*Exercise instructions*:
1. In the parenting blog post below, what did the writer's son prefer to do with crayons?
2. Write the next part of the parenting blog post below, starting after its last sentence.

*Text*:
[Start of Attachment]

My daughter is already capable of sitting still at a restaurant, coloring quietly with not a single fork flying and she’s only three. I did nothing different in my method of parenting either of them to create these behaviors. I don’t take complete credit for my daughter’s behavior. I realize that this is just the way she is wired. She prefers to color, while my son preferred to break the crayons up into tiny pieces and shove them up his nose. To each his/her own.

I’m not saying you should abandon all hope when your child challenges you. Or attribute  a child’s behavior only to the child’s personality.  Quite the opposite! As parents, we constantly have to set boundaries and help guide our kids down that rocky road to the acceptable behavior.  Sometimes it’s a quick stroll. But for some of us, it is a harder, steeper and pot-hole riddled road that requires you to step up and work even harder to get the same results that the mom next to you seems to get effortlessly.

A friend of mine has a four year old daughter who still has potty issues. We recently shared our stories of failed attempts (mine including cutting holes in the diaper as suggested by my ped).  As I laughed at myself and my pathetic parenting skills, I felt that pressure to be a perfect mom lift off my shoulders. Sometimes, it’s a matter of letting go and letting the kid be.  I know in my heart of hearts that someday, (god please be willing) my kids won’t be in diapers, sucking on binkies and climbing under the table at restaurants. I can only hope and keep on keepin’ on.

9 thoughts on “Say “Never”. C’mon, I Triple-Dog Dare Ya!

  1. I love this post. Sometimes no matter what you do, your kid just decides how things are going to be. So far I only know from the child perspective since my daughter is just about 6 months old, but we are starting to battle on sleep.

    As far as the potty training goes, my mother would tell you I occasionally peed my pants until I was about 8 (I never wanted to miss anything by leaving the action to go to the bathroom) but I assure you it’s under control now 😉

    1. Oh yes! I remember those baby days. The sleep issue can be the luck of the draw too. My son was a horrible sleeper (still is) while my daughter sleeps like a log in her own bed. I loved your peeing story. And you eventually DID stop peeing yourself. Never lose hope! It’ll all work out and be okay in the end. 🙂

  2. Good luck, my girls were difficult to potty train too, they were 4-ish when they finally did it, in their case, it was peer pressure. They thought it was cool that one of their friends did it.

[End of Attachment]

*Supplied material*:
[Start of Attachment]

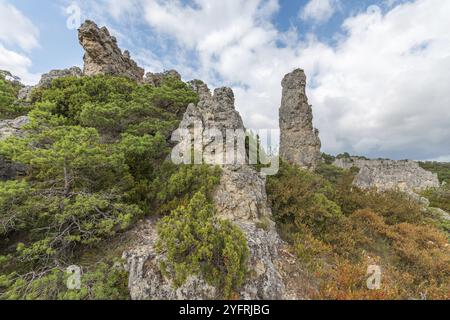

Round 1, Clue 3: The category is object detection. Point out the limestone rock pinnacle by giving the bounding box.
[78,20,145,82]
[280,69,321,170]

[End of Attachment]
[Start of Attachment]

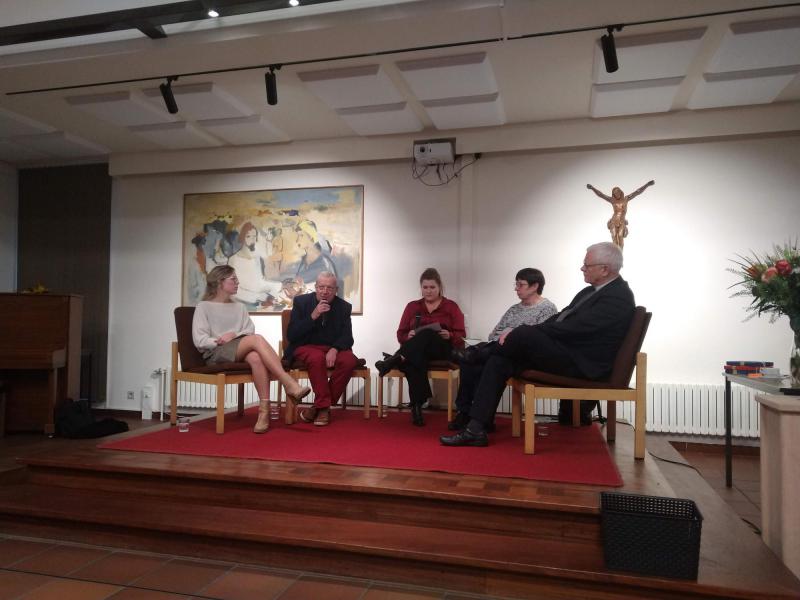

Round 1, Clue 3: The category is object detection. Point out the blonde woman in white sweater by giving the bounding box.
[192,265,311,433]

[End of Attachment]

*Answers by item*:
1. He broke them into tiny pieces and shoved them up his nose.

2.
    I think personality & gender are to blame for the differences. I have a freind with 2 grandsons & 1 grand daughter all the same age. (All 3 born by differnt moms within 2 weeks of each other). The boys are just a differnt breed than that girls. Girls (for the most part) are just plain calmer when they’re young. Its when they hit mood swings that it gets interesting! LOL Good luck, and enjoy every minute.

    1. Thanks, Christy. I agree, gender plays a part too. For some reason, people always told me boys are harder than girls to PT, figures I’d get the opposite. As for personalities, I hear girls are loads of fun when they get to be tweens, lots of drama. Oh, I can hardly wait!

  3. I totally hear ya. I have a perfectly behaved daughter, due mostly to her laziness and not my parenting. Then I had a son. Completely opposite – he’s a ball of energy, testing my nerves at every turn. Same parenting, same potential combination of genetics, yet polar opposite experience. Thank goodness they were born in the order they were, otherwise I might not have had the (false?)confidence/patience to have had #2!